> Potongan Teks
========================================================================

Tampilkan postingan dengan label Laura Haddock. Tampilkan semua postingan
Tampilkan postingan dengan label Laura Haddock. Tampilkan semua postingan
TRANSFORMERS: THE LAST KNIGHT (2017)
Rasyidharry
Suatu ketika saya membaca wawancara suatu majalah film dengan Michael Bay. Disebutkan bahwa menikmati gelaran eksplosi sang sutradara bagai menjual jiwa pada setan. Penonton tahu filmnya buruk ditinjau dari standar sinematik namun tak kuasa menolak dan akhirnya menerima kegembiraan yang dirasa. Istilah umumnya "guilty pleasure". Saya kurang setuju. Benar Bay bukan jagoan pembangun tensi layaknya Cameron atau ahli mengawinkan aksi dengan hati seperti Spielberg. Tapi ia diberi talenta yang didukung passion dan kecintaan. Talenta berupa menyajikan epic cinema berbasis ledakan "cantik". Bayhem (begitu gayanya disebut) adalah soal spektakel yang saking bombastisnya jadi terasa dramatis, poin yang tidak semua sutradara blockbuster punya.

========================================================================

> Cuplikan Item

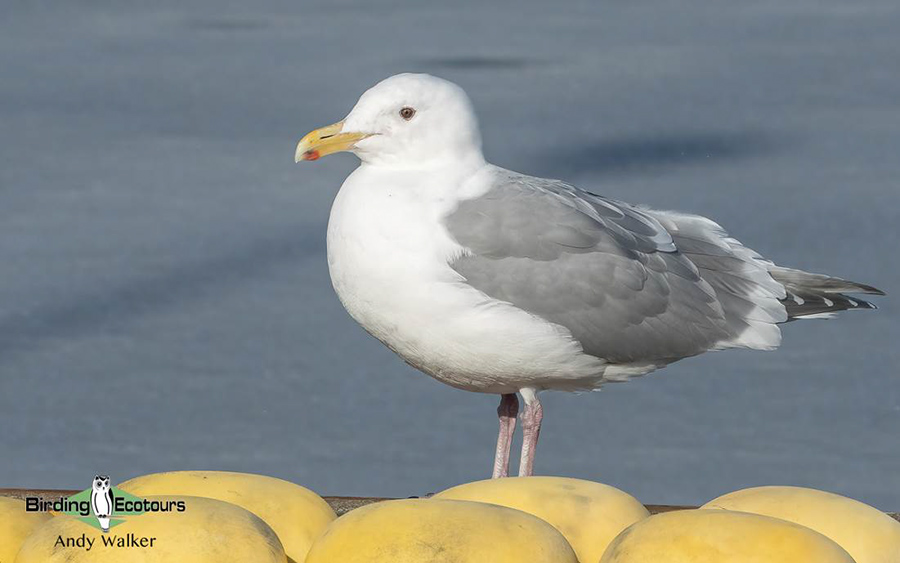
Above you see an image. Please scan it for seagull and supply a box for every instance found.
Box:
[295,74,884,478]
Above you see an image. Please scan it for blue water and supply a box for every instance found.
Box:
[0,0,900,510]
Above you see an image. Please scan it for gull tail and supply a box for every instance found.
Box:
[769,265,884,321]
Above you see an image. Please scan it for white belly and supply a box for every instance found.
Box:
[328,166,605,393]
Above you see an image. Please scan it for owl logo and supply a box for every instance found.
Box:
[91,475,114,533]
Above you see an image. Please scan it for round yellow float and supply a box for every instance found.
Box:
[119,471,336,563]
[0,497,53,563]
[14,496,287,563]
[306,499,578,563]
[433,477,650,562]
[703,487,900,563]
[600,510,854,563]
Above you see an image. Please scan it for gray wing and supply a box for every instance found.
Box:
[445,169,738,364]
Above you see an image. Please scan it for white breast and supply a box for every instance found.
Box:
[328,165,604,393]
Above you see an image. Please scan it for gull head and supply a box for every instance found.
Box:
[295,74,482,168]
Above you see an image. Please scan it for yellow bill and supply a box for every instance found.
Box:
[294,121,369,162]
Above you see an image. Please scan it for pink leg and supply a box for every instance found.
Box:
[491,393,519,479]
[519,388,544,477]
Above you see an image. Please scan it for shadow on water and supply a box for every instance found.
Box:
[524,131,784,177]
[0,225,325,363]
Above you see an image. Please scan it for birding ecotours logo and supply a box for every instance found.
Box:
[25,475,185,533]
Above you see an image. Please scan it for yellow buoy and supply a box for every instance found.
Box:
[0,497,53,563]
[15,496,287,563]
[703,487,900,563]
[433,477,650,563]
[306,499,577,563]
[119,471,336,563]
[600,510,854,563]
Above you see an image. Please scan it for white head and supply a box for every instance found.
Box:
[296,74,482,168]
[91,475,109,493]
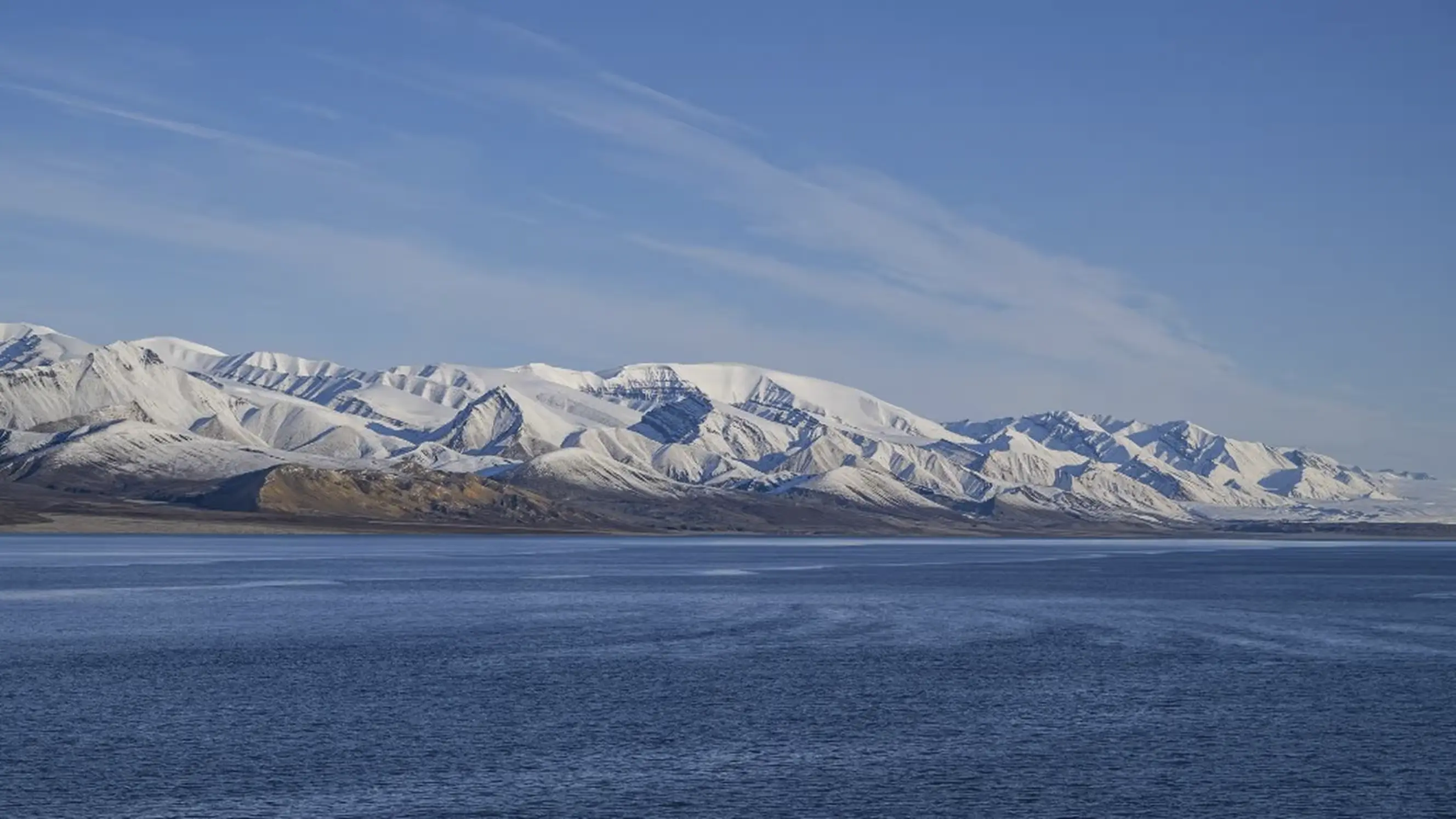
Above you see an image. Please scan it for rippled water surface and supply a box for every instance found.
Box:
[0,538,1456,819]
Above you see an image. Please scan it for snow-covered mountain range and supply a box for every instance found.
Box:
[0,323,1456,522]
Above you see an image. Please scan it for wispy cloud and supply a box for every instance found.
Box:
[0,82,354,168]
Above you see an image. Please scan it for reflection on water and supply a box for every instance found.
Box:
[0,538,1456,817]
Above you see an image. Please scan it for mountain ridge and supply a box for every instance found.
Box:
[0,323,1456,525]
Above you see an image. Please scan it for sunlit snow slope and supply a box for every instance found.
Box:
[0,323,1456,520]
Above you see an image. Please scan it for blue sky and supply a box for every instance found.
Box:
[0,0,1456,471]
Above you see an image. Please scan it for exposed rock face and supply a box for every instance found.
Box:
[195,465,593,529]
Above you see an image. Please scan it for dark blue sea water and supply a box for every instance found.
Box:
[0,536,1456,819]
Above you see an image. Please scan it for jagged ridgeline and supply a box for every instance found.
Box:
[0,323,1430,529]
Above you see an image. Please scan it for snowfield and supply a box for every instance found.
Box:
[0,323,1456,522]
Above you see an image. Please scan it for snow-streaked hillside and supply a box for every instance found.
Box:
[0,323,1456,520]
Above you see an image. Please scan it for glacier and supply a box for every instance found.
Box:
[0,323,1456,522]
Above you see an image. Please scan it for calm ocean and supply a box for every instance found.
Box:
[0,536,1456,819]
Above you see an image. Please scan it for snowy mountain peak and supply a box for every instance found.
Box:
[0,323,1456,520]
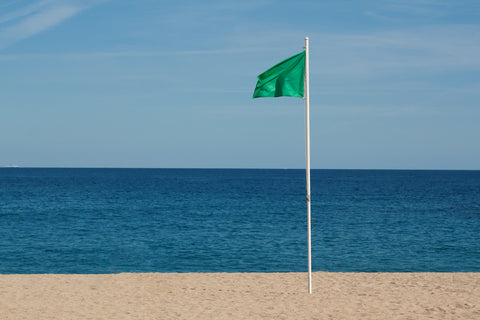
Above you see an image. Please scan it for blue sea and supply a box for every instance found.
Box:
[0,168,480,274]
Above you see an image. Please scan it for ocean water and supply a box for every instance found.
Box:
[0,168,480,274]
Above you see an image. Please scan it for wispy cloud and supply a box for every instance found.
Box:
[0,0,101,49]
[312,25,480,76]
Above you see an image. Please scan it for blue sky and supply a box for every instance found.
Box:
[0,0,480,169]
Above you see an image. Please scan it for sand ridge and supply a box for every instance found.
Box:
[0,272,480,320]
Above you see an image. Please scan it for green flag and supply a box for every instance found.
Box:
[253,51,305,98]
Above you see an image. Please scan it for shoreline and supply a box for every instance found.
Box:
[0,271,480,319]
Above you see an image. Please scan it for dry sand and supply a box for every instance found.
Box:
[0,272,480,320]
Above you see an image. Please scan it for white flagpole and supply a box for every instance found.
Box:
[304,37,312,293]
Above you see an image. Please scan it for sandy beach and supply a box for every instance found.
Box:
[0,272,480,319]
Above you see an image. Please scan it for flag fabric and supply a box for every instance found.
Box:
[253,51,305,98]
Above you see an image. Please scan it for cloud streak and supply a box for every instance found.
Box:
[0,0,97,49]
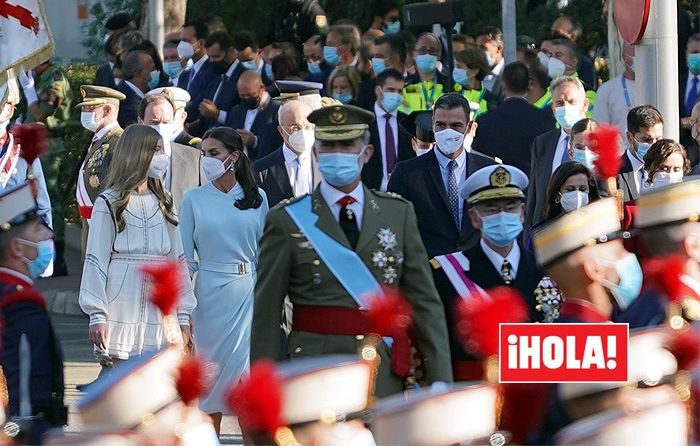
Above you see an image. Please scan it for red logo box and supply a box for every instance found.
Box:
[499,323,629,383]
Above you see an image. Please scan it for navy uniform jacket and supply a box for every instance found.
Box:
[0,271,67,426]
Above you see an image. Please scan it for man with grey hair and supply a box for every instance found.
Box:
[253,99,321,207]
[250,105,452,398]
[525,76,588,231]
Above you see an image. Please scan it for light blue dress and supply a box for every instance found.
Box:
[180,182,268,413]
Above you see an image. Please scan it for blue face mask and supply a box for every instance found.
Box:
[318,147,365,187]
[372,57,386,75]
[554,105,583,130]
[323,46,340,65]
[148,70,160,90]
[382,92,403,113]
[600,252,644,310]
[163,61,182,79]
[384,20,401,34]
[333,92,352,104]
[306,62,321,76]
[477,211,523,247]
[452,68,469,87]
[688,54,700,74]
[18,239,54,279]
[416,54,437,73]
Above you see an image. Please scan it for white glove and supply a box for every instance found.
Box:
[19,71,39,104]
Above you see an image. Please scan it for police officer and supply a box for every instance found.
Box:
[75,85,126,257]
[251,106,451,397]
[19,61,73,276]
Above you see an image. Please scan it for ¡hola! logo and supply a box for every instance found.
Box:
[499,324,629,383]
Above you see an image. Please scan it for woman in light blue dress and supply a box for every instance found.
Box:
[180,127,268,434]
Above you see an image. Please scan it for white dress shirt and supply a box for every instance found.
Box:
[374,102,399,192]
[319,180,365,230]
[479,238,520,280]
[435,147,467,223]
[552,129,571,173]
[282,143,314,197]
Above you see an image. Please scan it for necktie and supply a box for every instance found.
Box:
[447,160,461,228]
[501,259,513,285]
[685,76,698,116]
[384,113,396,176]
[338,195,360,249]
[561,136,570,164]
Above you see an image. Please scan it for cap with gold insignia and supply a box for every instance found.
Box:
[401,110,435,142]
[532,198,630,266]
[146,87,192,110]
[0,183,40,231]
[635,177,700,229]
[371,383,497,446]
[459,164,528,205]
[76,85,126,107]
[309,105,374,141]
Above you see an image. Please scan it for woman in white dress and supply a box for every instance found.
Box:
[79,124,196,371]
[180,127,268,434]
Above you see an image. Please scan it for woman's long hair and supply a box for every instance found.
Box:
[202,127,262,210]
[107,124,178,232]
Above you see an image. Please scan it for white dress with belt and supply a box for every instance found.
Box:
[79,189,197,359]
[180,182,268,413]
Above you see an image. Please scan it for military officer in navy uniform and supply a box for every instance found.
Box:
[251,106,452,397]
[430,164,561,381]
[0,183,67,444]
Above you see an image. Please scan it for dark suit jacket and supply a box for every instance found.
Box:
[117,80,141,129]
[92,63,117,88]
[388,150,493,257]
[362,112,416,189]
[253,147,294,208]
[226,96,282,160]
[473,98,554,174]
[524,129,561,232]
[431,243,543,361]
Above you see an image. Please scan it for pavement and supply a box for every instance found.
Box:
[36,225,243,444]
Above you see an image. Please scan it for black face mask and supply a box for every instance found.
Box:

========================================================================

Salin kata demi kata bagian ulasan film ini, mulai dari "Rasyidharry" sampai dengan "sutradara blockbuster punya.", termasuk kata-kata penutup tersebut. Item-item di atas tidak ada hubungannya dengan ulasan film ini.

Rasyidharry
Suatu ketika saya membaca wawancara suatu majalah film dengan Michael Bay. Disebutkan bahwa menikmati gelaran eksplosi sang sutradara bagai menjual jiwa pada setan. Penonton tahu filmnya buruk ditinjau dari standar sinematik namun tak kuasa menolak dan akhirnya menerima kegembiraan yang dirasa. Istilah umumnya "guilty pleasure". Saya kurang setuju. Benar Bay bukan jagoan pembangun tensi layaknya Cameron atau ahli mengawinkan aksi dengan hati seperti Spielberg. Tapi ia diberi talenta yang didukung passion dan kecintaan. Talenta berupa menyajikan epic cinema berbasis ledakan "cantik". Bayhem (begitu gayanya disebut) adalah soal spektakel yang saking bombastisnya jadi terasa dramatis, poin yang tidak semua sutradara blockbuster punya.